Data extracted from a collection

<<<<

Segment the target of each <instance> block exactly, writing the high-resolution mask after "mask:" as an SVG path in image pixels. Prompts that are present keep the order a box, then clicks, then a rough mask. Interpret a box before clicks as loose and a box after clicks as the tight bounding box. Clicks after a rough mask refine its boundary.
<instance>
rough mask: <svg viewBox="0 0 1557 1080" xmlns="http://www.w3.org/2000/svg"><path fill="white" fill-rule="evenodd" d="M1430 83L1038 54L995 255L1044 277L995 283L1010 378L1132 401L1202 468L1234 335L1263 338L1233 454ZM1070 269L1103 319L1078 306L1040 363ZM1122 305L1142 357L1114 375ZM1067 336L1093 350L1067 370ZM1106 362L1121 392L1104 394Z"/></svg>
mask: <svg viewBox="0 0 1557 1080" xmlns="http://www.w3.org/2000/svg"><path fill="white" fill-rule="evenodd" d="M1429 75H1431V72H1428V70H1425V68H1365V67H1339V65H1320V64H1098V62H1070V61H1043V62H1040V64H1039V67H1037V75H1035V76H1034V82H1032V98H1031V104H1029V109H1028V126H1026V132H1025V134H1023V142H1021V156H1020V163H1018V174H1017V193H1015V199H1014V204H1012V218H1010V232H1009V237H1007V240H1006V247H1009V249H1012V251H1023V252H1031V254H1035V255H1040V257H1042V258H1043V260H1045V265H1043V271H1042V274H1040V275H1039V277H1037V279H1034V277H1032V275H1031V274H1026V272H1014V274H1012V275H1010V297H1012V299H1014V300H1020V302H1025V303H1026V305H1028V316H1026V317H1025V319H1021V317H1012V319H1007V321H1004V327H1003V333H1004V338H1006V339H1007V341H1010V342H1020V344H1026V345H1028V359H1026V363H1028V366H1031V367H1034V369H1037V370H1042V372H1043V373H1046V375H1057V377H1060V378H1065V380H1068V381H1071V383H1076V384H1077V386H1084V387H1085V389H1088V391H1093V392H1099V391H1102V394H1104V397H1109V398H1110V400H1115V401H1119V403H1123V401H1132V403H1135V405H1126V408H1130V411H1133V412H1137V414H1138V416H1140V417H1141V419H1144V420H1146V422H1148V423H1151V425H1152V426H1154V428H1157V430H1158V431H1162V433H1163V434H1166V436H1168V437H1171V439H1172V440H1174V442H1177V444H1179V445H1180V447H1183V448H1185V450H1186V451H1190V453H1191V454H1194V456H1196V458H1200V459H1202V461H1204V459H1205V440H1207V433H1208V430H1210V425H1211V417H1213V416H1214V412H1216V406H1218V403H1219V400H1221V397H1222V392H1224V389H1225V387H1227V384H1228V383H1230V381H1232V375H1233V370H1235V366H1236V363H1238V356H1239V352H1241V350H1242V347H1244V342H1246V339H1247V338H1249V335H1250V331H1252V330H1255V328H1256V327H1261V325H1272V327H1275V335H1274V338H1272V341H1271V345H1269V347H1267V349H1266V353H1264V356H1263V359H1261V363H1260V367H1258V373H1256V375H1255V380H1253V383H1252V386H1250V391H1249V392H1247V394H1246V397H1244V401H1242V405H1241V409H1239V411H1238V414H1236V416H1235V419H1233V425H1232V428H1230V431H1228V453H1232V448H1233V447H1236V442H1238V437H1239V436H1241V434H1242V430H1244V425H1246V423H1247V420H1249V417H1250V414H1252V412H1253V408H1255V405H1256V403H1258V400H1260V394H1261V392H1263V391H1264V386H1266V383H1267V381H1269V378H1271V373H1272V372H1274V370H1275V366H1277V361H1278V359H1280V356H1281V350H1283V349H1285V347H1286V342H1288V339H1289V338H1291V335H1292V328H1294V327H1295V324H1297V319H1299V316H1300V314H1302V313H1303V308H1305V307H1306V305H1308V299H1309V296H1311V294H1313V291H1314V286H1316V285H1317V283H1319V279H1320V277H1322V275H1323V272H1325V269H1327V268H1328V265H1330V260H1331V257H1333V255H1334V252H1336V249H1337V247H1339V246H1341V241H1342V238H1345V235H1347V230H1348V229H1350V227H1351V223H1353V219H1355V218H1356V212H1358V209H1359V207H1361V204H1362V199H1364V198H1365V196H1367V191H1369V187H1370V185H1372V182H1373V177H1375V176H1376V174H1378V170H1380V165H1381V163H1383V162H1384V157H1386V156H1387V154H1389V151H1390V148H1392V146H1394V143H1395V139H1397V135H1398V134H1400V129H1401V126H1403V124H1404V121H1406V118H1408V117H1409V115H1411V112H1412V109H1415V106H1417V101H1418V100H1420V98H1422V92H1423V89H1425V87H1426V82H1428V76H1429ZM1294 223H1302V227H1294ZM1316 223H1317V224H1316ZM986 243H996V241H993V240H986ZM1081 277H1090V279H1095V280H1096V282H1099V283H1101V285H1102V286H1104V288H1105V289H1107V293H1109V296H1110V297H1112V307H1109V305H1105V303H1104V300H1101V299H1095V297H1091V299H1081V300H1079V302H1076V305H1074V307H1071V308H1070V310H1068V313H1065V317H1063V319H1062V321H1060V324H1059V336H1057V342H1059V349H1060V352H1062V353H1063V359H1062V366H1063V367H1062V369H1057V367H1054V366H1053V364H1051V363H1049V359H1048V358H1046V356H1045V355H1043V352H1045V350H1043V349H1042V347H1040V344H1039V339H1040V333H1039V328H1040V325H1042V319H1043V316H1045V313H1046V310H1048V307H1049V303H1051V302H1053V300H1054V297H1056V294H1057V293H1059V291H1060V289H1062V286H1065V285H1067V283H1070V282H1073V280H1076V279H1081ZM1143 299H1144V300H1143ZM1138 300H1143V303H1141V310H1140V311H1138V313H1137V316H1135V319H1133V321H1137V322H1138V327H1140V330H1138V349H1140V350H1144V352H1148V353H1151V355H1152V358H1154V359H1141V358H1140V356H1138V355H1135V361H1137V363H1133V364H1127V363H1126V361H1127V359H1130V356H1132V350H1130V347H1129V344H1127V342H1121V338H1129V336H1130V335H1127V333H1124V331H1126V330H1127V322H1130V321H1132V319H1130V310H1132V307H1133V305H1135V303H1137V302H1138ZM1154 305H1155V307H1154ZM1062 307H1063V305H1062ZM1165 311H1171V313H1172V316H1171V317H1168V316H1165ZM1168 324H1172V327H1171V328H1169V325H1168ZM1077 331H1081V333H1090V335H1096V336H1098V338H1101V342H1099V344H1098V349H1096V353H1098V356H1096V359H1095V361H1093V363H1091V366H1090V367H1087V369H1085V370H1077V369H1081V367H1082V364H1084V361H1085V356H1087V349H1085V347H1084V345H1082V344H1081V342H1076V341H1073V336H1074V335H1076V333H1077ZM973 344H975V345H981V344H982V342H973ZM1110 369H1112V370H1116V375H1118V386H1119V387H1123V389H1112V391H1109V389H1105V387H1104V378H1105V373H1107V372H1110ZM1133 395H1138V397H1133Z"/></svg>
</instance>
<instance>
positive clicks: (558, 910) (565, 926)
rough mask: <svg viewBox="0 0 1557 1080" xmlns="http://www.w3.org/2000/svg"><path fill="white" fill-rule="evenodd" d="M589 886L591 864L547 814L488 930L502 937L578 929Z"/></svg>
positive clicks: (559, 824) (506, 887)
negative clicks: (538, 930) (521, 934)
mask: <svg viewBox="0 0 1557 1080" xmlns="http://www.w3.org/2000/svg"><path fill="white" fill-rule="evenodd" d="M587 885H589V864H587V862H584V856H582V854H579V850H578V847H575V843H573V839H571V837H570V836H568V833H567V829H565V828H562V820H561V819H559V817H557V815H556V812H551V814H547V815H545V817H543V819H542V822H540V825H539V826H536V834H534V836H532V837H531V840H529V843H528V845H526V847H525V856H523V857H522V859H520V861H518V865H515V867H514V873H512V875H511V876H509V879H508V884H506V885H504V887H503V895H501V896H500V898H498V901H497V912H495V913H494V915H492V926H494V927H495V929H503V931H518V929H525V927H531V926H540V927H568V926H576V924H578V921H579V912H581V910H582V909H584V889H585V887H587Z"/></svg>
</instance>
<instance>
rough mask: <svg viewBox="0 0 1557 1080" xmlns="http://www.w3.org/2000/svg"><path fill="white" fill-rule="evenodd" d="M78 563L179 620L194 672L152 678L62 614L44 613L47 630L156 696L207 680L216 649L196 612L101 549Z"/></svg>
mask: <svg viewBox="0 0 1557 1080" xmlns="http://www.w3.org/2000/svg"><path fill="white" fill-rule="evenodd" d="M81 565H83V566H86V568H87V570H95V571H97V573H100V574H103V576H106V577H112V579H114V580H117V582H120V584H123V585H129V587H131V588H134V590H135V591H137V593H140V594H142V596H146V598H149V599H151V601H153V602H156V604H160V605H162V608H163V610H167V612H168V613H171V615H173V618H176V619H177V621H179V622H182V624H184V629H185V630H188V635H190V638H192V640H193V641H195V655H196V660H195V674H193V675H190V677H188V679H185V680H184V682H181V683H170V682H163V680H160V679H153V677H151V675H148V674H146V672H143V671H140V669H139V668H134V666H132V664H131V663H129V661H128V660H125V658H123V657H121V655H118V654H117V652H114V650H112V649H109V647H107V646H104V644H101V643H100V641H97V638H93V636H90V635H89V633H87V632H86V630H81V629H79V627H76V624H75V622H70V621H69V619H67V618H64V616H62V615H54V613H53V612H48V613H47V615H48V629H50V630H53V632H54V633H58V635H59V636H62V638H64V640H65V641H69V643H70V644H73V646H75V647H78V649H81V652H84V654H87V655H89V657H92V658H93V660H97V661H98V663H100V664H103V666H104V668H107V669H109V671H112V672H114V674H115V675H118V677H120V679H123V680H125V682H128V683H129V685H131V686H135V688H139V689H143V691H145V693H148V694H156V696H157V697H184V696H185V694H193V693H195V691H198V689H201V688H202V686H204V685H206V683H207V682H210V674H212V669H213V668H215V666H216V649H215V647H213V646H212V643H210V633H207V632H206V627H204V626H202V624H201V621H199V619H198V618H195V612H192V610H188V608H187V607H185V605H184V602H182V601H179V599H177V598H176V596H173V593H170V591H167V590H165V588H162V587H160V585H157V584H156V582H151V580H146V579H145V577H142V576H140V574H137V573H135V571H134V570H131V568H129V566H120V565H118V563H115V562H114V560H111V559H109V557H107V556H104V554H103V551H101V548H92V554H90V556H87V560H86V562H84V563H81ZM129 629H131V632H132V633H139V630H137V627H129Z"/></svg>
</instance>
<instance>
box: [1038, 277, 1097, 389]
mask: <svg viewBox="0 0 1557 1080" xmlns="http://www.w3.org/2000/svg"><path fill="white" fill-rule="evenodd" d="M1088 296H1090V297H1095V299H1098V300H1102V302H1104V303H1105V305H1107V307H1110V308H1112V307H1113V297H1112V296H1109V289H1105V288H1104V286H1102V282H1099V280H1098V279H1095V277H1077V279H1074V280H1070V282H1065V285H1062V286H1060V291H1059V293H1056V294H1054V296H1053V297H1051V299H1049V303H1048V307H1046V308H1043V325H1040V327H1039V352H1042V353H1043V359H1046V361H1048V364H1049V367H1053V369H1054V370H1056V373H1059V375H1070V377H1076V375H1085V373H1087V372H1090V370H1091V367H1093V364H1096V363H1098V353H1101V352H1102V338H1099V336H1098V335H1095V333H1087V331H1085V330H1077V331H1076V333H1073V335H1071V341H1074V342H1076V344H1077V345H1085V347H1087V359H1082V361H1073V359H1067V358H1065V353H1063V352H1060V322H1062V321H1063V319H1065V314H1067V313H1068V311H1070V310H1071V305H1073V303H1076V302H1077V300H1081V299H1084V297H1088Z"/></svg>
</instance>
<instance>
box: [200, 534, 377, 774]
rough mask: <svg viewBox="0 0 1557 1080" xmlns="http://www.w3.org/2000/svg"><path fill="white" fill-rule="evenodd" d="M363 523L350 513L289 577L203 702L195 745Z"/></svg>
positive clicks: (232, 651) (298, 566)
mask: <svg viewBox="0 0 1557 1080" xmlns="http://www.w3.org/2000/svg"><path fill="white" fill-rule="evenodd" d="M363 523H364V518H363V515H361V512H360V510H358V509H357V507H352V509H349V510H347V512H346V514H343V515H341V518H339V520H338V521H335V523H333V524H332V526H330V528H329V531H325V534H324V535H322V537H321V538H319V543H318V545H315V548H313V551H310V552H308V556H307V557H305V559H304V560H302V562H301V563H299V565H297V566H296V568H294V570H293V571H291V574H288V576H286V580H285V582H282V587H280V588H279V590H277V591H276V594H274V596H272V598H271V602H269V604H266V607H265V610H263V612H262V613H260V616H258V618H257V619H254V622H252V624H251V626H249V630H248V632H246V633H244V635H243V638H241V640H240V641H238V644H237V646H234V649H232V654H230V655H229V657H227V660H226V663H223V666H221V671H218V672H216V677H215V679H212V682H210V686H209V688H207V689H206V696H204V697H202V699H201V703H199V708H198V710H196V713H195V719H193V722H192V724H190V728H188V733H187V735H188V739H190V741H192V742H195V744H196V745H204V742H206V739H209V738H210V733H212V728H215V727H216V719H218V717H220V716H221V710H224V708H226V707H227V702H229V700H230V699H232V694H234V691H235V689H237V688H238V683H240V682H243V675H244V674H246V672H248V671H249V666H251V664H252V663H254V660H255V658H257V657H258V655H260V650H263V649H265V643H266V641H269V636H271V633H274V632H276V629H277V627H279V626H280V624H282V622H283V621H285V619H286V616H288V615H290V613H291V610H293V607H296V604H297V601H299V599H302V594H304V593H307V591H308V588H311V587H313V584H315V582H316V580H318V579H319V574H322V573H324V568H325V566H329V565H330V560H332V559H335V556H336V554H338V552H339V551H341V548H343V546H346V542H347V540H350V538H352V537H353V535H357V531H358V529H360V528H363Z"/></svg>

>>>>

§ Task statement: In the entries above, the lines from the one bearing "positive clicks: (558, 910) (565, 926)" up to and including the one bearing "positive clicks: (559, 824) (506, 887)" should be transcribed exactly; no other line is wanted.

§ Expected output:
positive clicks: (558, 910) (565, 926)
rough mask: <svg viewBox="0 0 1557 1080" xmlns="http://www.w3.org/2000/svg"><path fill="white" fill-rule="evenodd" d="M589 886L591 864L547 814L488 930L502 937L578 929Z"/></svg>
positive clicks: (559, 824) (506, 887)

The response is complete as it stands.